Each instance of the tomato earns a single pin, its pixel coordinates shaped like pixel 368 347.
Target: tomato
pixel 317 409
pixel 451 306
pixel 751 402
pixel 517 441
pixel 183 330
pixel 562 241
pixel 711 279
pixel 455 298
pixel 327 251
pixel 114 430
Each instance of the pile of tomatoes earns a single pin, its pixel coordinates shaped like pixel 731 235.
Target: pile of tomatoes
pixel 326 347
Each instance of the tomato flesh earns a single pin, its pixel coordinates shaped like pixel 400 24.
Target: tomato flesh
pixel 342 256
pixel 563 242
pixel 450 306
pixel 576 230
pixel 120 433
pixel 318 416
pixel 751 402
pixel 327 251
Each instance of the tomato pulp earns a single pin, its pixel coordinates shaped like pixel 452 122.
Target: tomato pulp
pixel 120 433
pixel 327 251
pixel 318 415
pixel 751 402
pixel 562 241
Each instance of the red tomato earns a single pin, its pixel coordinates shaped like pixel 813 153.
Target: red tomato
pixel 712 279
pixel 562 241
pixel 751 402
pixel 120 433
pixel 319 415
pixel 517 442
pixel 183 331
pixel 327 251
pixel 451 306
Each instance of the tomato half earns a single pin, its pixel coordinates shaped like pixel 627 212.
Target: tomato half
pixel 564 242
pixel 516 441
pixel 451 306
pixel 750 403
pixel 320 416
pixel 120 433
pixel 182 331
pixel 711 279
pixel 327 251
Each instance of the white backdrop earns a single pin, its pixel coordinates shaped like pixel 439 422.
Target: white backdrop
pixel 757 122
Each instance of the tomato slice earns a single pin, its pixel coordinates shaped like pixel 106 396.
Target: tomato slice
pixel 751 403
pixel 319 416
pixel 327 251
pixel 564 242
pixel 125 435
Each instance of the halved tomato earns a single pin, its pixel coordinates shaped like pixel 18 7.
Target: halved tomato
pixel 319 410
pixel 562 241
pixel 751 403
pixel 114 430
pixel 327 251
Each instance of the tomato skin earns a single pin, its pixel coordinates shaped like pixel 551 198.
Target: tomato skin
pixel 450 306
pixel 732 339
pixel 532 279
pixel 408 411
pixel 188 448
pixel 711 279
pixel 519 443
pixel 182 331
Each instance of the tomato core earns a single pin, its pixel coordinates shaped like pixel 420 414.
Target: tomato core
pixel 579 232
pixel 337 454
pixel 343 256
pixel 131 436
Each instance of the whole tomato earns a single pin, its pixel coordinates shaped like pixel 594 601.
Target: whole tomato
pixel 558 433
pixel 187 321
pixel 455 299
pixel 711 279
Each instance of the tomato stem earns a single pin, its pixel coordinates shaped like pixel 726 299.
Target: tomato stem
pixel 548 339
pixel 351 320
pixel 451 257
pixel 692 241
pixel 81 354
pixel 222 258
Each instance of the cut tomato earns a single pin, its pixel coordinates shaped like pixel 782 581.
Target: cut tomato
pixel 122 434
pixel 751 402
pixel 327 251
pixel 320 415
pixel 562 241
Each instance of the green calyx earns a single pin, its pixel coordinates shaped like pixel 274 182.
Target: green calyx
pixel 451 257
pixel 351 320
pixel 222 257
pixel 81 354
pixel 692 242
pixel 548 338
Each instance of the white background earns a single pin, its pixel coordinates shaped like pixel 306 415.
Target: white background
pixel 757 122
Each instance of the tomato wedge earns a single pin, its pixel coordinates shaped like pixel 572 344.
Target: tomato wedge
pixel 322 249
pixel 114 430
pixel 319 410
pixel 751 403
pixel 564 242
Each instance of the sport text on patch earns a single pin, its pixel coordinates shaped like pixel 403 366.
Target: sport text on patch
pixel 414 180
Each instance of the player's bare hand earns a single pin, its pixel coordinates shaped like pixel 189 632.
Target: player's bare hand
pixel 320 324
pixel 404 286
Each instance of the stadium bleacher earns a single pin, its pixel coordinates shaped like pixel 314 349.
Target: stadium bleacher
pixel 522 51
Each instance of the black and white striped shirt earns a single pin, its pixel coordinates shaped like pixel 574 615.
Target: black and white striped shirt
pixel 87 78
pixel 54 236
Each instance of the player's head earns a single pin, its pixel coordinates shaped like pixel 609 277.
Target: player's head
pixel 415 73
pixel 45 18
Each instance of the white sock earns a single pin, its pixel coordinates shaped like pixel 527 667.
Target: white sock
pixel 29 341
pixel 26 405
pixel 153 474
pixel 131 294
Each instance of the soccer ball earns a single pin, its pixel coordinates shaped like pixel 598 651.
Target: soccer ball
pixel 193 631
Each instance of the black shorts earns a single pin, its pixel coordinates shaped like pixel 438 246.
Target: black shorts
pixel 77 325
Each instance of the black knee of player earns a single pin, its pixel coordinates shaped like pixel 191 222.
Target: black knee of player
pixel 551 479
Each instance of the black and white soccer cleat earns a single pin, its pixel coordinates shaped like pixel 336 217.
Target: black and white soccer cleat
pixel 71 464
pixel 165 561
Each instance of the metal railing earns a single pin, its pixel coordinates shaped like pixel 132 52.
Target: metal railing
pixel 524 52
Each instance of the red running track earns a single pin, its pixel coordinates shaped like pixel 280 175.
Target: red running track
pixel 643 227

What needs to be done: Reproduce each line above exactly.

Solution to this problem:
Each instance of the tomato earns a single pin, its pixel coordinates shaped like pixel 368 347.
Target: tomato
pixel 317 409
pixel 451 306
pixel 751 402
pixel 517 441
pixel 183 330
pixel 562 241
pixel 711 279
pixel 455 298
pixel 327 251
pixel 114 430
Each instance of the pile of tomatoes earns a single pin, its pixel coordinates shaped like pixel 731 235.
Target: pile of tomatoes
pixel 326 347
Each instance of the tomato flesh earns a single pin, its pixel coordinates shaped like pixel 400 24.
Target: tomato flesh
pixel 342 256
pixel 563 242
pixel 450 306
pixel 576 230
pixel 120 433
pixel 318 416
pixel 751 402
pixel 327 251
Each instance of the tomato pulp earns a single pin, its pixel coordinates shaped like pixel 452 122.
Target: tomato pulp
pixel 120 433
pixel 327 251
pixel 318 415
pixel 751 402
pixel 562 241
Each instance of the red tomato earns a single pin, its pixel coordinates shaped like pixel 813 153.
Target: red tomato
pixel 712 279
pixel 562 241
pixel 751 402
pixel 120 433
pixel 319 415
pixel 517 442
pixel 183 331
pixel 327 251
pixel 451 306
Each instance of the tomato half earns a single pin, its pixel coordinates shaped like pixel 627 212.
Target: tomato half
pixel 564 242
pixel 516 441
pixel 451 306
pixel 750 403
pixel 320 416
pixel 120 433
pixel 182 331
pixel 711 279
pixel 327 251
Each instance of the white backdrop earns a single pin, its pixel coordinates shaped like pixel 439 422.
Target: white backdrop
pixel 757 122
Each instance of the tomato slice earns a single pin, its pixel coordinates shaped like pixel 106 396.
Target: tomato slice
pixel 751 403
pixel 319 416
pixel 327 251
pixel 564 242
pixel 125 435
Each instance of the halved tomato earns a single pin, its pixel coordinates shaped like pixel 18 7.
Target: halved tomato
pixel 319 410
pixel 562 241
pixel 751 403
pixel 114 430
pixel 327 251
Each instance of the tomato skin earns a single pin, its pixel coordinates shaped like pixel 551 198.
Target: tomato skin
pixel 450 306
pixel 732 339
pixel 532 279
pixel 408 411
pixel 188 448
pixel 711 279
pixel 519 443
pixel 182 331
Each instance of the tomato core earns a single pin, its pixel coordinates shaped like pixel 420 414.
Target: tomato core
pixel 579 232
pixel 337 454
pixel 343 256
pixel 131 436
Each instance of the whole tomato earns a single pin, its pixel coordinates shaped like pixel 594 601.
Target: whole tomato
pixel 558 433
pixel 187 321
pixel 455 299
pixel 711 279
Each instance of the tomato stem earns a single pin, its pixel coordinates shaped like pixel 726 299.
Target: tomato stem
pixel 548 339
pixel 351 320
pixel 451 257
pixel 692 241
pixel 81 354
pixel 222 258
Each instance of the cut tomato earns a single pin, its pixel coordinates shaped like pixel 782 581.
Target: cut tomato
pixel 122 434
pixel 751 402
pixel 327 251
pixel 320 415
pixel 562 241
Each instance of the green calyx earns a single pin, its pixel coordinates shaped like pixel 274 182.
Target: green calyx
pixel 451 257
pixel 351 320
pixel 222 257
pixel 81 354
pixel 692 242
pixel 548 338
Each instance of the white background earns a single pin, its pixel coordinates shaped like pixel 306 415.
Target: white background
pixel 757 122
Each instance of the tomato wedge earns a single pin, its pixel coordinates shaped like pixel 572 344.
Target: tomato wedge
pixel 322 249
pixel 114 430
pixel 319 410
pixel 751 403
pixel 564 242
Each instance of the sport text on patch earns a single pin, its pixel coordinates shaped like pixel 403 366.
Target: sport text on patch
pixel 414 180
Each instance of the player's bare hand earns a single pin, its pixel coordinates shaped like pixel 189 632.
Target: player's bare hand
pixel 320 324
pixel 404 286
Each instance of the stadium bleacher earns a single pin, its pixel coordinates shaped like pixel 314 349.
Target: stadium bleacher
pixel 522 51
Each instance of the black and white striped shirt earns a single pin, its pixel coordinates shaped like pixel 574 615.
Target: black and white striped shirt
pixel 87 78
pixel 54 236
Each instance of the player's head earns a single pin, its pixel coordinates shaped like pixel 609 277.
Target: player's head
pixel 415 73
pixel 45 18
Each instance of the white sock earns a single pin, its pixel coordinates shaped like pixel 527 667.
Target: white sock
pixel 29 341
pixel 26 405
pixel 153 474
pixel 131 294
Each instance of the soccer ball earns a single pin, its pixel coordinates shaped like pixel 598 651.
Target: soccer ball
pixel 193 631
Each instance of the black shorts earns a single pin, its pixel coordinates shaped like pixel 438 246.
Target: black shorts
pixel 77 325
Each instance of the black knee of player earns a single pin, its pixel coordinates shaped like pixel 191 222.
Target: black knee of player
pixel 551 479
Each instance of the black and white soccer cleat earns a single pin, its pixel coordinates shaped like pixel 336 217.
Target: black and white soccer cleat
pixel 71 464
pixel 165 561
Each instance of the metal railing earns a single pin, its pixel coordinates shaped like pixel 132 52.
Target: metal railing
pixel 524 52
Each instance of the red running track earns a single pin, its pixel coordinates shaped like pixel 280 175.
Target: red running track
pixel 643 227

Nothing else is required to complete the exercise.